● Task to carry out
Copy the data word for word, starting at the line that contains "fold in the photo above." and continuing through the final line, both included.

● Given records
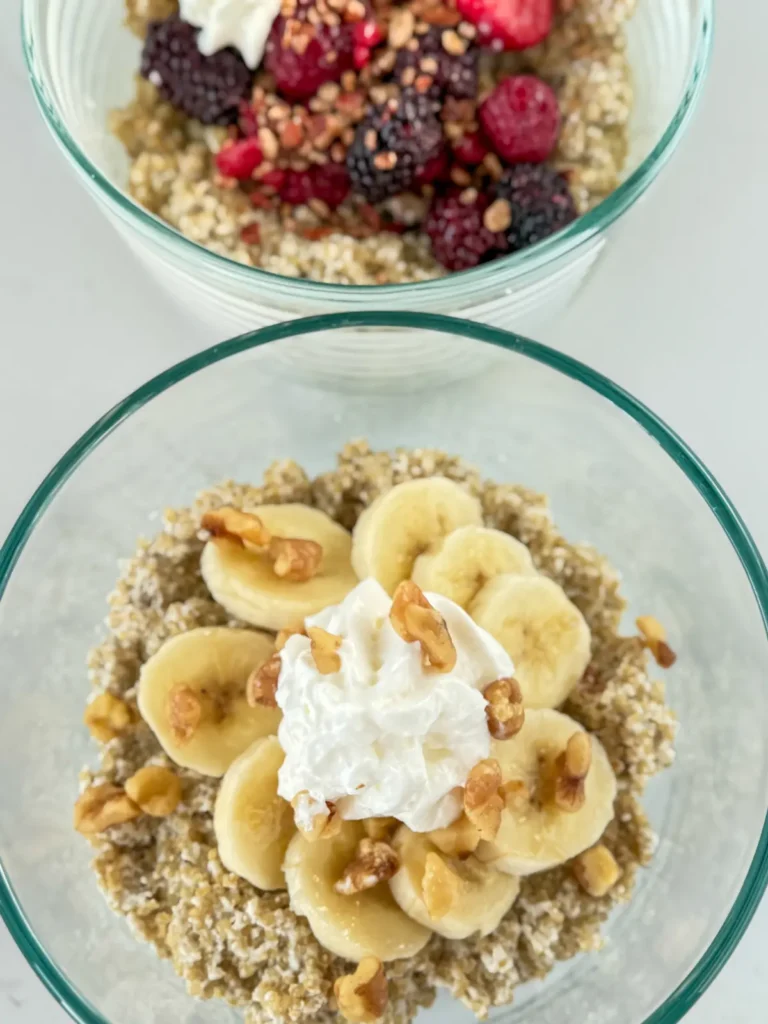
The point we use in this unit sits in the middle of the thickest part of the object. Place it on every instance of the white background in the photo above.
(676, 312)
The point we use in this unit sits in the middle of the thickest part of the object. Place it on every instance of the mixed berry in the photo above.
(386, 107)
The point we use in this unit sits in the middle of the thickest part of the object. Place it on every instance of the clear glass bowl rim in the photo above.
(704, 973)
(504, 270)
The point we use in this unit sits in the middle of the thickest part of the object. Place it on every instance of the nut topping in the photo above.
(363, 996)
(375, 861)
(505, 712)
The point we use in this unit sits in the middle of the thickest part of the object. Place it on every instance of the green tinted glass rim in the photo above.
(505, 269)
(715, 957)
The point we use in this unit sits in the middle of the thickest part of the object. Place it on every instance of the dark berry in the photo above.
(521, 119)
(302, 60)
(392, 144)
(240, 160)
(454, 75)
(329, 182)
(460, 240)
(209, 89)
(509, 25)
(540, 203)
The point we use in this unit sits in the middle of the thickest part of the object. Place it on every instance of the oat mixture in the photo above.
(276, 216)
(228, 940)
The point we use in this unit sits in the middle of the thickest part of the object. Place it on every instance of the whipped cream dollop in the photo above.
(382, 736)
(242, 24)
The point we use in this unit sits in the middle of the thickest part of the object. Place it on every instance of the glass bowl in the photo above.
(617, 477)
(82, 61)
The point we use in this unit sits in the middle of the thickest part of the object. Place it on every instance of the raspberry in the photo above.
(329, 182)
(540, 203)
(456, 75)
(521, 119)
(240, 160)
(392, 144)
(460, 240)
(208, 89)
(318, 52)
(509, 25)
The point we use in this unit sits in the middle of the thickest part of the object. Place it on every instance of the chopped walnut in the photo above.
(374, 861)
(100, 807)
(654, 636)
(482, 801)
(325, 648)
(108, 717)
(440, 886)
(415, 620)
(505, 712)
(571, 768)
(243, 527)
(157, 791)
(361, 996)
(596, 870)
(295, 559)
(261, 688)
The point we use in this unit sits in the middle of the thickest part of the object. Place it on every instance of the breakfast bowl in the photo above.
(616, 477)
(82, 61)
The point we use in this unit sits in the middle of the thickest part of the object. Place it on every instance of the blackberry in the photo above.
(540, 203)
(208, 89)
(392, 144)
(455, 75)
(460, 240)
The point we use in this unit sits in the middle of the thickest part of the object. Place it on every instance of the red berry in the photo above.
(471, 150)
(513, 25)
(521, 119)
(240, 160)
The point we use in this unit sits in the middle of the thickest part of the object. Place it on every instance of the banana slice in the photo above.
(403, 522)
(542, 631)
(536, 834)
(455, 898)
(253, 824)
(192, 695)
(464, 561)
(367, 924)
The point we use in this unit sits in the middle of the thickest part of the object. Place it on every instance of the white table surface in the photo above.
(676, 313)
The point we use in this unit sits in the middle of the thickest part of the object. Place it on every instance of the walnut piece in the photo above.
(440, 886)
(108, 717)
(261, 688)
(363, 996)
(243, 527)
(654, 636)
(482, 801)
(505, 712)
(295, 559)
(157, 791)
(325, 649)
(571, 768)
(374, 861)
(596, 870)
(414, 620)
(184, 711)
(458, 840)
(100, 807)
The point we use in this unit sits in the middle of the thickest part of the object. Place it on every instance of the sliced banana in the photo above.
(367, 924)
(455, 898)
(535, 834)
(542, 631)
(253, 824)
(403, 522)
(192, 695)
(242, 579)
(460, 564)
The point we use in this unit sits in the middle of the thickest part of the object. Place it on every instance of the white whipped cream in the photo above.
(382, 737)
(242, 24)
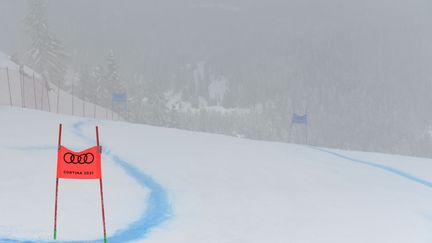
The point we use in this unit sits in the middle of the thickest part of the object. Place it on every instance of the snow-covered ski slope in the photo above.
(166, 185)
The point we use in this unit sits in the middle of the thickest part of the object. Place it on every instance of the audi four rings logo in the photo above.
(71, 158)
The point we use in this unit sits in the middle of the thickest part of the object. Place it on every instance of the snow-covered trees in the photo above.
(46, 53)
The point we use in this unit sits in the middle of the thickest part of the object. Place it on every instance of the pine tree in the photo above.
(113, 78)
(46, 53)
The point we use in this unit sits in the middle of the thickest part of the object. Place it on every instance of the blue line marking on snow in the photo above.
(158, 204)
(385, 168)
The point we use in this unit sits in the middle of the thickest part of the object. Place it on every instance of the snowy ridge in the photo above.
(222, 189)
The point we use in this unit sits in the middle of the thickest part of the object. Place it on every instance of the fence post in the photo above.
(10, 93)
(34, 90)
(21, 88)
(47, 89)
(58, 95)
(72, 98)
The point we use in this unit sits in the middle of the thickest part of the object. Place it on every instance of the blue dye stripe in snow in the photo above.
(158, 205)
(385, 168)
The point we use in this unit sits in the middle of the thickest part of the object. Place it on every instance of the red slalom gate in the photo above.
(79, 165)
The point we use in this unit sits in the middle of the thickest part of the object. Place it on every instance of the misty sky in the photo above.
(189, 31)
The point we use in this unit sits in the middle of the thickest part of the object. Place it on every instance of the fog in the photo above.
(360, 70)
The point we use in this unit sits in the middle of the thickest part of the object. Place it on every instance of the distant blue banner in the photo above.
(299, 119)
(119, 97)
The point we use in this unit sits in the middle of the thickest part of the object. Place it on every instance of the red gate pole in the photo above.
(56, 197)
(101, 187)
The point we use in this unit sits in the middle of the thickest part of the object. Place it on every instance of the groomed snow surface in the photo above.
(166, 185)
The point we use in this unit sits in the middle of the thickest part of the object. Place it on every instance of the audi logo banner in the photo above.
(79, 165)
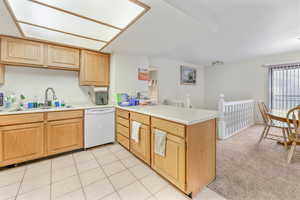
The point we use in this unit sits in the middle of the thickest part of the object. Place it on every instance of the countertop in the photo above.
(181, 115)
(176, 114)
(35, 110)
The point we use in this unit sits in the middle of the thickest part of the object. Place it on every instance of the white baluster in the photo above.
(222, 124)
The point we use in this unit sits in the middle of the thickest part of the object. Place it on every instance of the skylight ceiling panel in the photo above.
(53, 36)
(118, 13)
(47, 17)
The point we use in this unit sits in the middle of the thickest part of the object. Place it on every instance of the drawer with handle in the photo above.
(170, 127)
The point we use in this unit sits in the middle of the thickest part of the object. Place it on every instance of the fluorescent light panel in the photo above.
(53, 36)
(43, 16)
(118, 13)
(88, 24)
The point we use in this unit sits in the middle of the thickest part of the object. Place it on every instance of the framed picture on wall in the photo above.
(143, 74)
(188, 75)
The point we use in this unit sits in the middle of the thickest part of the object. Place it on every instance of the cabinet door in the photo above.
(2, 74)
(64, 135)
(172, 166)
(18, 51)
(21, 143)
(94, 69)
(62, 57)
(142, 148)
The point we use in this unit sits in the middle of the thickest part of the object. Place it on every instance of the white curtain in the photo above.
(284, 86)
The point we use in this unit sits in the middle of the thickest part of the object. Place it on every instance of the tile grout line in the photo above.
(51, 178)
(106, 176)
(137, 179)
(77, 171)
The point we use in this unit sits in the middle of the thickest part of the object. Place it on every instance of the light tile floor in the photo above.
(108, 172)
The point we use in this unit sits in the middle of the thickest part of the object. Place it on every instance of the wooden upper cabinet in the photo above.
(94, 69)
(18, 51)
(62, 57)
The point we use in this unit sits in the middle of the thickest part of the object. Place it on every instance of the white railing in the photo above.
(234, 116)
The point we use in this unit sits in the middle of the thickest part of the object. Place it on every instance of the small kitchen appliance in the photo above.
(100, 96)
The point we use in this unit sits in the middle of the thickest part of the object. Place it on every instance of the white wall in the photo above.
(33, 82)
(243, 80)
(124, 78)
(124, 74)
(169, 81)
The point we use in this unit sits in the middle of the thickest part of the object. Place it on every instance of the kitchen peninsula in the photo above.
(190, 149)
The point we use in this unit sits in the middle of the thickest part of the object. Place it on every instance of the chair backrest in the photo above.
(293, 117)
(263, 111)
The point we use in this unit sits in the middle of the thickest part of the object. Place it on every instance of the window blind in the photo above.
(284, 86)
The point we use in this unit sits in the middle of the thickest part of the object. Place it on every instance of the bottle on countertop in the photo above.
(1, 98)
(35, 102)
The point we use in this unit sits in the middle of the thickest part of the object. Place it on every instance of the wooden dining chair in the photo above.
(269, 122)
(293, 117)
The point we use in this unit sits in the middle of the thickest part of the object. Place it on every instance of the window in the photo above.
(284, 86)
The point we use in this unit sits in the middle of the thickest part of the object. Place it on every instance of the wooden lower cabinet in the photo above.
(190, 152)
(172, 166)
(123, 140)
(64, 135)
(21, 142)
(142, 148)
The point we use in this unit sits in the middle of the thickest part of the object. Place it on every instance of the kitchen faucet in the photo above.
(47, 101)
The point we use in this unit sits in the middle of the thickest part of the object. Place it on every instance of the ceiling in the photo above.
(202, 31)
(91, 25)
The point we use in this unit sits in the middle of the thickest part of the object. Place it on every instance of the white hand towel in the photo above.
(135, 129)
(160, 142)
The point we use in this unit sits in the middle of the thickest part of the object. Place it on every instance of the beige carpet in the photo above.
(247, 171)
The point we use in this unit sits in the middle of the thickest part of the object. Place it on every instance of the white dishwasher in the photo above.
(99, 126)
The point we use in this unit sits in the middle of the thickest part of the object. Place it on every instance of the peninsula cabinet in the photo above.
(189, 162)
(190, 155)
(141, 148)
(94, 68)
(63, 57)
(122, 127)
(29, 136)
(18, 51)
(2, 74)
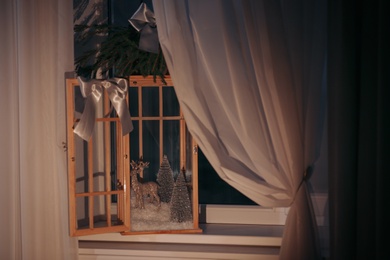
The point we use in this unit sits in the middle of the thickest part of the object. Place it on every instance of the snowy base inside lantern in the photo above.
(155, 218)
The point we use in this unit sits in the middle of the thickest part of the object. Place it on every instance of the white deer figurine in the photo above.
(142, 189)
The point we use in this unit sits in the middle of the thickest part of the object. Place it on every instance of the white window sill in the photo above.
(218, 241)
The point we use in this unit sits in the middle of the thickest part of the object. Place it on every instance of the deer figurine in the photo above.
(142, 189)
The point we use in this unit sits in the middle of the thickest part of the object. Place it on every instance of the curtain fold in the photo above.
(249, 76)
(36, 51)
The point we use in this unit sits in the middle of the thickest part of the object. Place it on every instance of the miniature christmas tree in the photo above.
(181, 209)
(165, 180)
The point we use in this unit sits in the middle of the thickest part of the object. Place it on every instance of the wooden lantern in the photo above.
(103, 172)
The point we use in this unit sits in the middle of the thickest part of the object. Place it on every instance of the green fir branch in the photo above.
(118, 53)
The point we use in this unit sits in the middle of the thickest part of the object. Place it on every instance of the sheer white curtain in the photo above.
(36, 50)
(249, 78)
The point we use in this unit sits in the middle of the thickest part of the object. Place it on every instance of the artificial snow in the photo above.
(154, 218)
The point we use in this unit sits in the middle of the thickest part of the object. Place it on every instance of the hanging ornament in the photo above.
(143, 21)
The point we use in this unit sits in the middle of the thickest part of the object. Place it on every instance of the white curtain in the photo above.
(249, 76)
(36, 49)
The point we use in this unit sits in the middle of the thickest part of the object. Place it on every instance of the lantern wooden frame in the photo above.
(97, 185)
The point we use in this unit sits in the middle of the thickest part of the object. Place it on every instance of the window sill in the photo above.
(218, 241)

● Worked solution
The point we use in this unit sits in the middle of the thickest part of the object. Place it on every instance of the curtain fold in the photo above.
(249, 76)
(36, 51)
The point we use in this unit sits in the middle of the thickest part of the object. Place it on every instance of the miniature christmas tree in the photo above.
(181, 209)
(165, 180)
The point we use in this unit sits in the middle of the thickest part of the object. Place it on every instance of the wooden lantern in the photo above.
(103, 172)
The point we use in this unit sits in the middle of the thickest part of the object. Place it on every instance of the green fir branch in the photo above.
(118, 53)
The point we use in this unit sits in the middle of the thickest part of the object. Place it on every instance of the sheer white curtain in the photo above.
(36, 50)
(249, 78)
The point we use in this unit sits in the middle of the thickest part of the object. Place it on every instance of the artificial snow in the photo above.
(154, 218)
The point we use in this unit sits in the middle of the thickest part of the object. Place it on every instance of the hanging ornament in the photo above.
(143, 21)
The point we use in this unit sits in the middle of the thickest part of the object. Place it on every instance of the white curtain in the photo above.
(249, 76)
(36, 49)
The point we use in this unit sits in the middle of the thickest part of the object. Place it on every instance of the lantern wooden frame in the photo above.
(97, 185)
The point we use in this unit sits in the middle of the thickest part of the object. Place it on every instance of the window sill in the photo above.
(218, 241)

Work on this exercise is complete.